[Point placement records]
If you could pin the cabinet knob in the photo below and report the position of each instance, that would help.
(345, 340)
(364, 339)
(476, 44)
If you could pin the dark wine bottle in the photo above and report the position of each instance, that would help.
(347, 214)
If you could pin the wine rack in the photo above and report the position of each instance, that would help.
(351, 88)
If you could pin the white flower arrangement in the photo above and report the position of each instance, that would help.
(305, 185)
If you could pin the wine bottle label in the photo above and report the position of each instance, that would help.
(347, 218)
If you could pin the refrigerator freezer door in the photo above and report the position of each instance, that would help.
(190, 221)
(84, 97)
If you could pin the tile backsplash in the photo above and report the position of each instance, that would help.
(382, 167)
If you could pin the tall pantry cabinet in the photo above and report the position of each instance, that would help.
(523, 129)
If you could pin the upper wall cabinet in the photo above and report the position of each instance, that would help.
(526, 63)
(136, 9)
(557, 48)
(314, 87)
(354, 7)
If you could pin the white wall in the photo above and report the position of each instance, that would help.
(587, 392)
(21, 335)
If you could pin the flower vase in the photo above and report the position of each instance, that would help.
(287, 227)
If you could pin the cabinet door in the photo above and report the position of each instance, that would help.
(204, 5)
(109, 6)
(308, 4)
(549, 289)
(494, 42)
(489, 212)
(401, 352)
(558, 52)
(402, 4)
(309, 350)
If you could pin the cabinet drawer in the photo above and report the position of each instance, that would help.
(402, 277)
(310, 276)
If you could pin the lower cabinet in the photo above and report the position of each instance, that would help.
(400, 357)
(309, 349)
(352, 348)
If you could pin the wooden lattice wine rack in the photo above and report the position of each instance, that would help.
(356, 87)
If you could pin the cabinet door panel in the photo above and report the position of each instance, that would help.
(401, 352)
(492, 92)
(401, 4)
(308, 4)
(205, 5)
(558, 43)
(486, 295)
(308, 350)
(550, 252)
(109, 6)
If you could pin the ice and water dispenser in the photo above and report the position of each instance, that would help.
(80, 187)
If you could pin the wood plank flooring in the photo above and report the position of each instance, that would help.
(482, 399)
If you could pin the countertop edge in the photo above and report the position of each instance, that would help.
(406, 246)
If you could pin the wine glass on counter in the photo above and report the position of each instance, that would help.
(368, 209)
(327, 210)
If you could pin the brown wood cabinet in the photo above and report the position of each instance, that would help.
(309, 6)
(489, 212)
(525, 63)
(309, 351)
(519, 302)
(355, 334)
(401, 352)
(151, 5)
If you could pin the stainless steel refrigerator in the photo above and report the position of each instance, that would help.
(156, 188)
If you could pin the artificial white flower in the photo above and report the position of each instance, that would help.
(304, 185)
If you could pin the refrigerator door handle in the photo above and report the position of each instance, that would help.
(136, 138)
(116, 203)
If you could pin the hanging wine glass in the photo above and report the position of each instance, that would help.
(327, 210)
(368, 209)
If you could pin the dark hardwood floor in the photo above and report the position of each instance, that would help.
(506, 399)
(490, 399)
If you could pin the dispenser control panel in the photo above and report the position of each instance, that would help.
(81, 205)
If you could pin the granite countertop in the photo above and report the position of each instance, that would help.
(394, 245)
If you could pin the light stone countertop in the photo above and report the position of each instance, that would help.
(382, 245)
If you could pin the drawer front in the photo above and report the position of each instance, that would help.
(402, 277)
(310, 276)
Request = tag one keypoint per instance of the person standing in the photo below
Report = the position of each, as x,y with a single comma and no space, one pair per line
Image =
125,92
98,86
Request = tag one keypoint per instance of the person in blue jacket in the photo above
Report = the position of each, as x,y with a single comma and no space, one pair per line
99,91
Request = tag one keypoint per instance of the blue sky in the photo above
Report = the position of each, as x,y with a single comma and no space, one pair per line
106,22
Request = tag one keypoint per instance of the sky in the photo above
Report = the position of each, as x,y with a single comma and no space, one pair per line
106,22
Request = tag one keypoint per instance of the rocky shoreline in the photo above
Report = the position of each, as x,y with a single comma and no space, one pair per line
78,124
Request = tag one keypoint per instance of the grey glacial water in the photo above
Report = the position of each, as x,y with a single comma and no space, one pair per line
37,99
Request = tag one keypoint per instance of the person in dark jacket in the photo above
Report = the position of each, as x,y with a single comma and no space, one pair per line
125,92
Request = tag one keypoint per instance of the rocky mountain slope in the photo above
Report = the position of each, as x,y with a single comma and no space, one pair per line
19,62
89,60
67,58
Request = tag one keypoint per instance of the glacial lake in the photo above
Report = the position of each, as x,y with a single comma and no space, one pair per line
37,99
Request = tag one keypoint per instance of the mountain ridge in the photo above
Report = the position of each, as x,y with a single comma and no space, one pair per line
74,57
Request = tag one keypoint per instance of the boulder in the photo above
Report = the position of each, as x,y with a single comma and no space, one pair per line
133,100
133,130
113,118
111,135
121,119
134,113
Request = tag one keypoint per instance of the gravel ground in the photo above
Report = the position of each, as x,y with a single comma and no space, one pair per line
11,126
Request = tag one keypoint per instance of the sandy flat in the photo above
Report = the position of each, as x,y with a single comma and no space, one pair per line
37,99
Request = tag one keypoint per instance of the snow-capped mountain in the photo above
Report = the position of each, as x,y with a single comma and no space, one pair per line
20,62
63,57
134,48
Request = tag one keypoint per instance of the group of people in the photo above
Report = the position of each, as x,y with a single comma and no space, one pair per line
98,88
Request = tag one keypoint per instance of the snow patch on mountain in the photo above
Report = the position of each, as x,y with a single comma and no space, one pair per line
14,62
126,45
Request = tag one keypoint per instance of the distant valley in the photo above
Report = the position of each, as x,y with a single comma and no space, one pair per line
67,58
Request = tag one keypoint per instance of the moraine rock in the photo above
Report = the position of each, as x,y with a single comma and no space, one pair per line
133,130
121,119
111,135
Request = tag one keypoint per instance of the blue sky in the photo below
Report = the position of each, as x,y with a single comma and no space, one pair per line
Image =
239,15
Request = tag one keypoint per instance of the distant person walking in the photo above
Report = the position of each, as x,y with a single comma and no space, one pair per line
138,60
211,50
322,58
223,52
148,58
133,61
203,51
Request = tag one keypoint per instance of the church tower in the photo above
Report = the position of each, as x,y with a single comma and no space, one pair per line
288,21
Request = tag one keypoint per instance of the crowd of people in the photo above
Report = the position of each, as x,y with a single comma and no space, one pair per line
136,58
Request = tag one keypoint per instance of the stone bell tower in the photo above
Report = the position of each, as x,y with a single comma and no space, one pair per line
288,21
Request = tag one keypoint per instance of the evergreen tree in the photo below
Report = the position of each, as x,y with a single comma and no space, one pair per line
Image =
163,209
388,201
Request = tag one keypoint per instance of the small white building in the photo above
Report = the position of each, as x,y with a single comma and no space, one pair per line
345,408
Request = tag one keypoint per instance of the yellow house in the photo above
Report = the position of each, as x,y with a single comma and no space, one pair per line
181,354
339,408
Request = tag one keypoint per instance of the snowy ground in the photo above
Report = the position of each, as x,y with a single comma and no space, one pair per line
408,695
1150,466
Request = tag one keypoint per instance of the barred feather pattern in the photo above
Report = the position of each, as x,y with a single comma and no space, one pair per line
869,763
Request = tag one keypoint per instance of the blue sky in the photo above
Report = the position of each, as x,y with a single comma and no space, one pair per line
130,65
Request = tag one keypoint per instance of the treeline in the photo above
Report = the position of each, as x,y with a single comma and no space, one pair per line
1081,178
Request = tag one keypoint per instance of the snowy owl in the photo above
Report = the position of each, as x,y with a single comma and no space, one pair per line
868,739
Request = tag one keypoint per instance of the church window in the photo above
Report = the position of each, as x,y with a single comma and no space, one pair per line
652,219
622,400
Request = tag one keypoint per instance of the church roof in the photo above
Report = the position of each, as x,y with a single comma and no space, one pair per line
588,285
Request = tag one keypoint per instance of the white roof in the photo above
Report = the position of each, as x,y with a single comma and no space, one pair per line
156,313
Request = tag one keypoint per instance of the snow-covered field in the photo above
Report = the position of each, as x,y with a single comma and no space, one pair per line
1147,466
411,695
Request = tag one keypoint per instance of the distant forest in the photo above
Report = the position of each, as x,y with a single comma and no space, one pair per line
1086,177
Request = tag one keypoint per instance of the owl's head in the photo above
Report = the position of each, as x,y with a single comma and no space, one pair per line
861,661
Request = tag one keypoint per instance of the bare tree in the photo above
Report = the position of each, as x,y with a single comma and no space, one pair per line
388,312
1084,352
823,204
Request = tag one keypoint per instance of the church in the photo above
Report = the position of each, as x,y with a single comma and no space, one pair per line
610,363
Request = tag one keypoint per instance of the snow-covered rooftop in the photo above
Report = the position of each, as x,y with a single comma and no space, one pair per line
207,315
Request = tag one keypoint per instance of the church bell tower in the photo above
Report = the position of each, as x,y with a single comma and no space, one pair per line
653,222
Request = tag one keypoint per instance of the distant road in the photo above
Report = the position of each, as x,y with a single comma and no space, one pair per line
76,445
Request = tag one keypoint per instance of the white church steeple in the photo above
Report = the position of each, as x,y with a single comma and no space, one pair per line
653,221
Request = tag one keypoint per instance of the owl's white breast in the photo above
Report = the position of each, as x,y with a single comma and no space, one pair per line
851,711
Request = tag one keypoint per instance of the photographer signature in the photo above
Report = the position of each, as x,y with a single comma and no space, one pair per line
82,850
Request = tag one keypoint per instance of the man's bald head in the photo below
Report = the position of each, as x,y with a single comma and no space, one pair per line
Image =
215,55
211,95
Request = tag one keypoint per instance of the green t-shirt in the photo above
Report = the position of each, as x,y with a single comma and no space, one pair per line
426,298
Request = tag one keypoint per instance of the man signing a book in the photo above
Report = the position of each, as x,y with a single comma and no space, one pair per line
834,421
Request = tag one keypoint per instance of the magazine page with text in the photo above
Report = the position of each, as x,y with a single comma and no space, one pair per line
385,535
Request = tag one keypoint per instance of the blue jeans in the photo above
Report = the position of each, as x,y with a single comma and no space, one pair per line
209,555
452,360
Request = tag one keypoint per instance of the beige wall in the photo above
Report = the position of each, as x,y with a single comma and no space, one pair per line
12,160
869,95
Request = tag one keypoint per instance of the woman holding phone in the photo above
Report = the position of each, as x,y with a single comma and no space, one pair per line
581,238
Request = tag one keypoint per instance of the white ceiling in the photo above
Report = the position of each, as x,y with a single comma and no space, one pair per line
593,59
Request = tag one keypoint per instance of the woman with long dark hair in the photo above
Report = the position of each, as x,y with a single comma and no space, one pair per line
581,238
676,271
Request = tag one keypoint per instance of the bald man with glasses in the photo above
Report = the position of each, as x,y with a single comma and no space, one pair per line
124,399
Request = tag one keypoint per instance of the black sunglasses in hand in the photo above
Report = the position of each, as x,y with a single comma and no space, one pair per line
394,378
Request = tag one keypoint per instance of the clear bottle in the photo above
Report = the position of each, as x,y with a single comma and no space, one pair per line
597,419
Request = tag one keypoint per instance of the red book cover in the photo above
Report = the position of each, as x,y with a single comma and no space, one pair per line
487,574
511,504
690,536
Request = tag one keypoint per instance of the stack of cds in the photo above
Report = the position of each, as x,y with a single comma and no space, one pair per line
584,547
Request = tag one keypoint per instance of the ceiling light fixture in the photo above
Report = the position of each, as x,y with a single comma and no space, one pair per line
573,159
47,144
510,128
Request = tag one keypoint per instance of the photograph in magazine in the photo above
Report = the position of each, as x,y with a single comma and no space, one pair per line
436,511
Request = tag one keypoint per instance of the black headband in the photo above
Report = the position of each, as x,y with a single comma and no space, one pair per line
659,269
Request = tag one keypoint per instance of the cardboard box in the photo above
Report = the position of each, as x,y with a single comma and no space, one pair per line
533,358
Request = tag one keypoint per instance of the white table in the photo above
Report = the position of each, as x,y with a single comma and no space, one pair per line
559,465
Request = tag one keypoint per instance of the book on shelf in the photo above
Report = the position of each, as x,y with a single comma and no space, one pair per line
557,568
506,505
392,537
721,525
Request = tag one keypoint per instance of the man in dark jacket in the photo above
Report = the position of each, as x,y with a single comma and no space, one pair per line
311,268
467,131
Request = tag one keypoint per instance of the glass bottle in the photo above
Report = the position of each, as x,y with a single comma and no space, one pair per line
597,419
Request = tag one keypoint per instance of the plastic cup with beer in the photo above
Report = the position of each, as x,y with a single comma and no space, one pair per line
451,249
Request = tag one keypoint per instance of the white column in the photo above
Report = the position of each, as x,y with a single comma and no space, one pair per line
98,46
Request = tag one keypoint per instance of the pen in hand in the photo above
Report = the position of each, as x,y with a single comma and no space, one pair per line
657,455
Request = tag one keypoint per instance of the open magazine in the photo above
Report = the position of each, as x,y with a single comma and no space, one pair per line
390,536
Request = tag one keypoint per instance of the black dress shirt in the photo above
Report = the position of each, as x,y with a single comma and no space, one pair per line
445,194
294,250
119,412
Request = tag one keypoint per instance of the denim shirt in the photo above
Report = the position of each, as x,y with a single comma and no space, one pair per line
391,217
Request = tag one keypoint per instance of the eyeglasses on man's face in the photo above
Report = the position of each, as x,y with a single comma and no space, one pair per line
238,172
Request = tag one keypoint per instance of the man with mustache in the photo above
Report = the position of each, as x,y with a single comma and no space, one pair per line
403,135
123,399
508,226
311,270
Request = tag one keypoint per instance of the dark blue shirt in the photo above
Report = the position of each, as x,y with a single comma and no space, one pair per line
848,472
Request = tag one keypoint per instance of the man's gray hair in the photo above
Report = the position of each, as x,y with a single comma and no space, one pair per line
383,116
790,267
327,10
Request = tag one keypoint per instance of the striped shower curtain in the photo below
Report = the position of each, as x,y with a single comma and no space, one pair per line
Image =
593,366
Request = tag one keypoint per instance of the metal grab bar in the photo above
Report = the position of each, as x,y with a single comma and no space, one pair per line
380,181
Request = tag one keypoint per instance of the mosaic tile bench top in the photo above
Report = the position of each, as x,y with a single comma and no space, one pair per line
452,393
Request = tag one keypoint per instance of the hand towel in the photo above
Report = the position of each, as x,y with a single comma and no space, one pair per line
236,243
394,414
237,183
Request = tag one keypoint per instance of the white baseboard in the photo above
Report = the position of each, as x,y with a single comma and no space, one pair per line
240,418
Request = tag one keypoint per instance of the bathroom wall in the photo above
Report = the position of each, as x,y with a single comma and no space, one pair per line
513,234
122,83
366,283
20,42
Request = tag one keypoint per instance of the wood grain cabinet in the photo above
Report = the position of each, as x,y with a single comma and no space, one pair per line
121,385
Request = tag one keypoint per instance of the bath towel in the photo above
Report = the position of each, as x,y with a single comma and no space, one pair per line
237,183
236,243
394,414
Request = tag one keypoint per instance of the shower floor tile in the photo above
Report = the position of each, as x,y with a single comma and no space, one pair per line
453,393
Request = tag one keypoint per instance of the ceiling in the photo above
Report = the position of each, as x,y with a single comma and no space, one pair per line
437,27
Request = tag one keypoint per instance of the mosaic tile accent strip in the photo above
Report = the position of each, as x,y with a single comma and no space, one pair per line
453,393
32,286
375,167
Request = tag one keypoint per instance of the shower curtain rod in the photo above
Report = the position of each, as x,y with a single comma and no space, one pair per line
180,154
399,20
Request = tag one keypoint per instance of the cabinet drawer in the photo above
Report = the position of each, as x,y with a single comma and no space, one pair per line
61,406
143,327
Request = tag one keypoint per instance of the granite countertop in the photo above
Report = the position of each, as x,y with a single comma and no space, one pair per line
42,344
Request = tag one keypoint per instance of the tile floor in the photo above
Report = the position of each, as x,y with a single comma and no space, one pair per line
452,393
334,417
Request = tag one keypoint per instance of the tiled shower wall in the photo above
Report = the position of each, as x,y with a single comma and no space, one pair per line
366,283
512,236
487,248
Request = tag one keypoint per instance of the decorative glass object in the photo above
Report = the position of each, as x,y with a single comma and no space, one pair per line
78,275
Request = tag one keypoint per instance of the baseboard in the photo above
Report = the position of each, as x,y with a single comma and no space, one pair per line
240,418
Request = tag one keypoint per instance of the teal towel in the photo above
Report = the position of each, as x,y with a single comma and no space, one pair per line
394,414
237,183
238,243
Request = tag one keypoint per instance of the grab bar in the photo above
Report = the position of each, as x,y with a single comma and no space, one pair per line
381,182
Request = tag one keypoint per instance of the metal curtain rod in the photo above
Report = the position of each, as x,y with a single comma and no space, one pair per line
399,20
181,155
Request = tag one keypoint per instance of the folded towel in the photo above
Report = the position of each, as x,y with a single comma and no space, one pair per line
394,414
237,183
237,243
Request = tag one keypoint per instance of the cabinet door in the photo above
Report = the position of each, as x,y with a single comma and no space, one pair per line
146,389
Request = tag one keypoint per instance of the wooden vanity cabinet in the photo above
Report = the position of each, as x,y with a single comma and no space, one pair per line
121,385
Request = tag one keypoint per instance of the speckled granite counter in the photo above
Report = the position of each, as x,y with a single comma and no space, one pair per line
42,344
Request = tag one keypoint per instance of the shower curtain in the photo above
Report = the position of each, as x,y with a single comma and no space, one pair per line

### WHAT IS ASKED
Could you quote, exactly as they appear, the line containing "Request = tag one keypoint per instance of the tiled" and every line after it to the end of the records above?

### CORRECT ANSWER
Request = tag one keypoint per instance of the tiled shower wall in the photo above
Report = the position of each, as x,y with a single comma and no space, one pair per line
366,283
512,236
487,248
Request = tag one keypoint per instance of the decorative glass object in the photo above
Report = the position of each, as x,y with a single comma and no space, one pair per line
78,275
Request = tag one keypoint per instance of the baseboard in the photo above
Report = the position of each, as x,y with a single comma and no space, one pair per line
240,418
Request = tag one keypoint per instance of the teal towel in the photo above
Report = the position of each, as x,y with a single comma and no space, one pair per line
394,414
237,183
238,243
Request = tag one keypoint per instance of the grab bar in the photo above
Report = the position of each, as x,y with a single comma and no space, one pair per line
381,182
Request = tag one keypoint per instance of the metal curtain rod in the photo above
Report = the position of each, as x,y with a single comma and no space, one pair per line
399,20
181,155
Request = tag one keypoint per instance of the folded towel in the photo above
Report = the position of each, as x,y with a single comma and no space, one pair per line
394,414
237,183
237,243
Request = tag one keypoint per instance of the cabinet door in the photo above
Report = the position of each, as x,y with a single comma and no space, one pair per line
146,389
Request = tag one keypoint per instance of the wooden vanity cabinet in the photo above
Report = the position of each, as x,y with a single comma and no space, one pair per line
121,385
Request = tag one keypoint per instance of the speckled granite counter in the photo above
Report = the position of each, as x,y with a single comma and no space, one pair per line
42,344
Request = tag one keypoint per instance of the shower curtain in the photo above
Report = the position of each, as x,y with a single comma and no space, one pair per line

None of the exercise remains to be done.